▶ _Task statement_: List every personal name or nickname that appears in the blog entries below.

▶ _Given passage_:

--- START ---

I'm trying to remind myself that this will soon pass, and that someday I will miss this dedicated time together.  Trying to looking on the bright side, we are bonding and creating memories. I'm also logging a lot of steps (averaging about 24,000 per day), so it should be helping my weight loss ambitions. 

Tuesday, October 15, 2019

Growing

I'm not sure when it happened, but Robby is now taller than me. It is strange seeing photos of him standing next to me. Even though I now look up to see into his eyes, somehow I still view him as being smaller than me. I don't realize how tall he has sprouted until I see the photographic evidence. What happened to my little boy?

Not only is Robby taller than me, but he is inching closer to surpassing Scott. His foot size already exceeds Scott's, and over the weekend I had to take him shopping for new jeans. Robby and Scott are now wearing the same size clothing, both jeans and shirts. Yikes, talk about a reality check!

Sometimes I look at Robby and I catch glimpses of my sweet little Koopa. At other times he resembles an adult more than he does a child. Growing up is hard, and we are definitely charting this course together. 

Monday, October 14, 2019

Darn Nuts

Another weekend flew by in the blink of an eye. It is hard to believe that it is again Monday, back to the grind of our work week schedule. Even though the weekend passed way too quickly, it was a relaxing and fun two days.

The weather was perfect, allowing my little Ghostbuster and I to fight paranormal foes through the neighborhood. Who knew we had so many poltergeists living among us! Thankfully Timmy is an excellent ghost hunter who is undeterred in his quest to capture each and every ghost. 

In between fighting ghosts, we were able to work outside to prepare for the changing seasons. Leaves were blown and the driveway was cleared (at least temporarily) of those pesky hickory nuts. Hopefully nut season is coming to end soon because I am tired of being pegged by those hard little projectiles every time we venture outside to play. 

Not only do the hickory nuts hurt as they rain down on my head, but they are hazardous as I try to walk. On Friday I stepped on a nut with my prosthesis and nearly lost my balance. Slipping is no fun, and I am always left feeling both shaken and extremely vulnerable. If we had the money, I would cut down the hickory trees. Unfortunately, right now all we can do is continue to clear the driveway every day of the falling little nut bombs.

--- END ---

▶ _Recorded information_:

--- START ---

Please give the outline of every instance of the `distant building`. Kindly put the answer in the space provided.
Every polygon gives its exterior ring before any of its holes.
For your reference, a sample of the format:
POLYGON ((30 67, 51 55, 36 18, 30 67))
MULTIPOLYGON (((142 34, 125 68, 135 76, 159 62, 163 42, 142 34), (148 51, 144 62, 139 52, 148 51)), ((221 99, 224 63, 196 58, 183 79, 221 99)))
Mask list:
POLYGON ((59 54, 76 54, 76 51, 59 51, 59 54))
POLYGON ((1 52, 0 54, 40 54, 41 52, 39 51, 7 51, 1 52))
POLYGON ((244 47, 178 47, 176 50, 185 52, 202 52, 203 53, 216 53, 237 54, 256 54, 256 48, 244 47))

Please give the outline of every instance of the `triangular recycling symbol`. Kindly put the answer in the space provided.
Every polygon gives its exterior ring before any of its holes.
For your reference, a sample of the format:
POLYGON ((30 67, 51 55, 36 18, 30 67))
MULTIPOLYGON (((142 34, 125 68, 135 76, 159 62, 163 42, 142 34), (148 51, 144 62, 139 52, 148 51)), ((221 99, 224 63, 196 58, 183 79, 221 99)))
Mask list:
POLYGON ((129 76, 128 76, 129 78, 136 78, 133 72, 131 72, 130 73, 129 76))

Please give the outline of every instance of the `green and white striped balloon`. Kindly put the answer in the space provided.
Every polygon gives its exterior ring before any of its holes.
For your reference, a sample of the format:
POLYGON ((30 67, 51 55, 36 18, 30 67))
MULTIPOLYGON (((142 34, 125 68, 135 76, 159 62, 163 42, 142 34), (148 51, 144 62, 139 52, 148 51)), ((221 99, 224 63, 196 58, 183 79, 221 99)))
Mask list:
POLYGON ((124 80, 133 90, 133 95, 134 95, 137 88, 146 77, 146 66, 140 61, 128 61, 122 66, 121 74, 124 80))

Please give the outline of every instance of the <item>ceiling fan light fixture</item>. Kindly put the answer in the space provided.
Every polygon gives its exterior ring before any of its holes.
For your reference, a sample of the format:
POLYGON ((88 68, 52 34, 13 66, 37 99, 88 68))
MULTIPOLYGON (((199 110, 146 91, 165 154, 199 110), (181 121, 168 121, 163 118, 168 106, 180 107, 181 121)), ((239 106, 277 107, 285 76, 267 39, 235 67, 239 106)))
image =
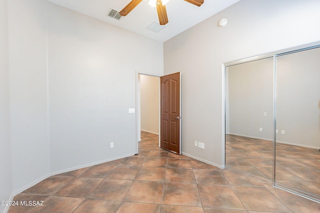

--- END ---

▶ _Solution to this task_: Robby, Scott, Koopa, Timmy